** Opening Source text block **
Tuesday, August 21, 2012

Changing Perspectives of Films and their Times.

It's interesting how a view of a film can shift over the years.


For instance, Orson Welles' Citizen Kane has finally been toppled after decades on top of the British Film Institute's Top 10 films of all time list in favour of Alfred Hitchcock's Vertigo.  It certainly shouldn't be a surprise apparently since it had been rising in critical favour for decades. For myself, Citizen Kane is an interesting film with its wit and a bleakly satiric look at the American Dream at its materialistic worst with bold cinematic techniques to tell that story.  By contrast, Vertigo does have the virtues of nightmarish surrealism and it's own bleak tragedy of obsession, even when it's for the truth, to make for a interesting film experience.

Now, Mike Nichols seems to inspire similar reassessments such as with the great film critic, Roger Ebert, changing his tune about The Graduate. In 1967, he praised the film to the skies with his affection for Dustin Hoffman's Benjamin Braddock and then thirty years later, sympathizing for the ostensibly villainous Mrs. Robinson dealing with Ben who Ebert now calls an "insufferable creep." Yet, he still likes the film, but more has a museum piece of  whose time has passed, except for Simon and Garfunkel's music, which contrary to his first review, turned out to be not "forgettable" at all.
** Closing Source text block **
** Opening Records block **
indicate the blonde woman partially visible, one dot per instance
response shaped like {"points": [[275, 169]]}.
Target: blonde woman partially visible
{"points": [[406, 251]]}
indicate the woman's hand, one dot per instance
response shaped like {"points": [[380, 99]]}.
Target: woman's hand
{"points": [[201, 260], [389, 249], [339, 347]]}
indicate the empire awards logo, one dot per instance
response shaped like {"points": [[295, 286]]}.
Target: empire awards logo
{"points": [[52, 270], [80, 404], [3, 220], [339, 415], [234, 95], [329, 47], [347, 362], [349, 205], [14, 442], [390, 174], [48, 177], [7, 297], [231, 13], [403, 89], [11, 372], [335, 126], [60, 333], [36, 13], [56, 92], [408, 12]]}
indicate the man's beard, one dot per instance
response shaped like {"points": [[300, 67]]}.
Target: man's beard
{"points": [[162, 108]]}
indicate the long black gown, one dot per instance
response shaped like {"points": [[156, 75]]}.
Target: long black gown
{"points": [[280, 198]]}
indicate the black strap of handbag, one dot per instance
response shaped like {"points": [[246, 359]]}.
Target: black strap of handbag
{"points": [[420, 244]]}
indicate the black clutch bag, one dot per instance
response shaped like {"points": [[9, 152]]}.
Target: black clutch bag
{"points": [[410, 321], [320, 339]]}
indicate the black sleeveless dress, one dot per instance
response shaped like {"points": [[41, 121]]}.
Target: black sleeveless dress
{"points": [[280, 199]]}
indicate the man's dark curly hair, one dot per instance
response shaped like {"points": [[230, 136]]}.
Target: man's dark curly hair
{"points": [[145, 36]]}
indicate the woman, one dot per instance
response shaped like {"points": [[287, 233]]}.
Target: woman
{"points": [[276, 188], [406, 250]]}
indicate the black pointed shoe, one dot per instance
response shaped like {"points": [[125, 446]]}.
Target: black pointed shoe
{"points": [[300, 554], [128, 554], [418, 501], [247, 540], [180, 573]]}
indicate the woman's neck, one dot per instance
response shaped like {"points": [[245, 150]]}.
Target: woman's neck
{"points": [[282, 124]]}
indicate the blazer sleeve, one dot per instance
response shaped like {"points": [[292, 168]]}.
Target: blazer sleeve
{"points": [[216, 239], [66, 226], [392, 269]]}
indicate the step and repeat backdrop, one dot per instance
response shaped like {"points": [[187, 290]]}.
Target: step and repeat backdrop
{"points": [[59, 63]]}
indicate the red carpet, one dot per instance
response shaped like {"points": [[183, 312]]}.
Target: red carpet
** Closing Records block **
» **What the task requires**:
Summarize the blog post about changing perspectives on films in two sentences. The entries have no connection to the blog post about changing views of films.

» **Your solution**:
The post observes that views of a film can shift over the years, as when Alfred Hitchcock's Vertigo replaced Orson Welles' Citizen Kane at the top of the British Film Institute's Top 10 films of all time list. It adds that Roger Ebert, who praised The Graduate in 1967, later sympathized with Mrs. Robinson and called Ben an "insufferable creep," though he still likes the film.